▶ [PROVIDED INFORMATION]
____

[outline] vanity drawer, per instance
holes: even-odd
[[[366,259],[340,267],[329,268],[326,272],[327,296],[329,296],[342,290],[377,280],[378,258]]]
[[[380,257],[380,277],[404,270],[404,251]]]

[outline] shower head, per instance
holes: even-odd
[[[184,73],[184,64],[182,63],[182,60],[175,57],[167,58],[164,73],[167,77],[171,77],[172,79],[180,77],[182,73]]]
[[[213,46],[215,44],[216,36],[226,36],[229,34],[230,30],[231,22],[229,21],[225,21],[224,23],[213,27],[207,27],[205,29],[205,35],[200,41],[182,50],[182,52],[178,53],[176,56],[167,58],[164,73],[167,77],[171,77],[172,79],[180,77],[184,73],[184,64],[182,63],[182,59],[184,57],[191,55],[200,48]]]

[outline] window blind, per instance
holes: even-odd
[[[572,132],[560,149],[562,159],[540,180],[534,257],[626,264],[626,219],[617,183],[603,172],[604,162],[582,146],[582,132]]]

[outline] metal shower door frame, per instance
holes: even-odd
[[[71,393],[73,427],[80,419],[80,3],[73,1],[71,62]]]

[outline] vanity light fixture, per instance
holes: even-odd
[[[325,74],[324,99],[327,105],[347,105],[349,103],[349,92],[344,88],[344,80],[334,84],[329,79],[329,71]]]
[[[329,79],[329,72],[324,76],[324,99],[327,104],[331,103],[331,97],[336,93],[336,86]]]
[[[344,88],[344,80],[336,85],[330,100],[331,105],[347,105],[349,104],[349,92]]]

____

▶ [BRIEF]
Starting with the first line of the listing above, copy each line exactly until you have copied the line containing "[outline] window blind, per instance". Stop there.

▶ [YOUR SOLUTION]
[outline] vanity drawer, per instance
holes: even-odd
[[[366,259],[340,267],[329,268],[326,272],[327,296],[329,296],[342,290],[377,280],[378,258]]]
[[[380,257],[380,277],[404,270],[404,251]]]

[outline] shower head, per instance
holes: even-odd
[[[184,73],[184,64],[182,63],[182,60],[175,57],[167,58],[164,73],[167,77],[171,77],[172,79],[180,77],[182,73]]]
[[[213,46],[215,44],[216,36],[226,36],[229,34],[230,30],[231,22],[229,21],[225,21],[224,23],[213,27],[207,27],[205,29],[205,35],[200,41],[182,50],[182,52],[178,53],[176,56],[167,58],[164,73],[167,77],[171,77],[172,79],[180,77],[184,73],[184,64],[182,63],[182,59],[184,57],[191,55],[200,48]]]

[outline] window blind, per instance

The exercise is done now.